Please keep to the lines below from the one with "Each instance of the alloy" through the one with "Each instance of the car door", and restate them word for word, ends included.

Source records
════

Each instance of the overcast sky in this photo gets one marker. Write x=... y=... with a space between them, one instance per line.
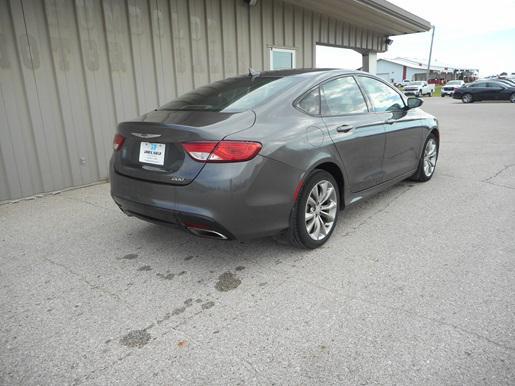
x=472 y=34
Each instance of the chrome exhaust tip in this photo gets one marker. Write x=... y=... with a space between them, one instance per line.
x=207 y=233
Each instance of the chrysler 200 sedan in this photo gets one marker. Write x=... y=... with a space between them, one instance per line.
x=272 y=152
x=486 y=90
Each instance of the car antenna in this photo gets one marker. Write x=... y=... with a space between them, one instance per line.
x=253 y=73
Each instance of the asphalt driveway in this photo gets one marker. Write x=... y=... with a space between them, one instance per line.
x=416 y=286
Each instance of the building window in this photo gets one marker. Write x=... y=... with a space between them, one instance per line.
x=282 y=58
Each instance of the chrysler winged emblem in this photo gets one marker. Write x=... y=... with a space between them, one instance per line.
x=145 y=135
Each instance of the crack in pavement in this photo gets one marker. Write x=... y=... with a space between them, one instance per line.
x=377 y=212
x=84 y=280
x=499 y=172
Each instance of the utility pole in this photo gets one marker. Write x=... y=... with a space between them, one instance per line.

════

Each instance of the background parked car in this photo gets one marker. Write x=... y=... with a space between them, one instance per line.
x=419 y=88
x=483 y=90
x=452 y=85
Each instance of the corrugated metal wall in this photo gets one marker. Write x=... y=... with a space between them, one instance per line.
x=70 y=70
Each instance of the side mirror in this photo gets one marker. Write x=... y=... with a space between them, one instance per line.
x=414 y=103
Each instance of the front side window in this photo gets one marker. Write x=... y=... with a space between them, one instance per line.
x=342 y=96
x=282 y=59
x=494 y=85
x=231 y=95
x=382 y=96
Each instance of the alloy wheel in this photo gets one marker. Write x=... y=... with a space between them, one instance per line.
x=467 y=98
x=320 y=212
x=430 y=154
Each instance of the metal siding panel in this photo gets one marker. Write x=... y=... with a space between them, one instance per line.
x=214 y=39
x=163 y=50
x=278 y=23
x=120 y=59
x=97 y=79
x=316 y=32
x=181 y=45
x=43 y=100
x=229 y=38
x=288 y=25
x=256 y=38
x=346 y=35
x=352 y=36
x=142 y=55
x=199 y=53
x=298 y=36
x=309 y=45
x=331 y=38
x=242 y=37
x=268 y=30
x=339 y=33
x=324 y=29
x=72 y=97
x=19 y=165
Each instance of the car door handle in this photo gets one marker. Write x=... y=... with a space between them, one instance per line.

════

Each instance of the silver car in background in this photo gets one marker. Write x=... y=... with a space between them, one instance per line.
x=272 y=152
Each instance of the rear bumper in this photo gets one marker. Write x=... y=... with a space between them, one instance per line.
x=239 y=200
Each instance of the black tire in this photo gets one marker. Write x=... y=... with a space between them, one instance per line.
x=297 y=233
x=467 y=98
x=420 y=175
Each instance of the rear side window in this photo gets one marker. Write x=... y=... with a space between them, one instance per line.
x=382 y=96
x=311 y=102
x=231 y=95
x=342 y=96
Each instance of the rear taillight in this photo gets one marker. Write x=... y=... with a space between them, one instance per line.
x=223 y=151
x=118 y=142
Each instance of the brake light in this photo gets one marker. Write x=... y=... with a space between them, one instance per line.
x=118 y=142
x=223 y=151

════

» Reply to the task
Each instance of the alloy wheel in this photo gets one marker. Write x=... y=... with a space between them, one instance per line.
x=467 y=98
x=320 y=212
x=430 y=154
Each instance of the metal siding panel in this photo gets one marker. Write x=... y=... with a space between them, one instance per line.
x=214 y=39
x=163 y=50
x=278 y=23
x=120 y=59
x=97 y=79
x=316 y=32
x=181 y=45
x=43 y=100
x=229 y=38
x=288 y=25
x=256 y=38
x=346 y=35
x=352 y=36
x=142 y=55
x=199 y=53
x=298 y=36
x=309 y=45
x=331 y=38
x=242 y=37
x=268 y=30
x=339 y=33
x=324 y=29
x=72 y=97
x=19 y=165
Each instance of the car door handle in this photo gets one marker. Write x=... y=... with a space between them, one instance per line.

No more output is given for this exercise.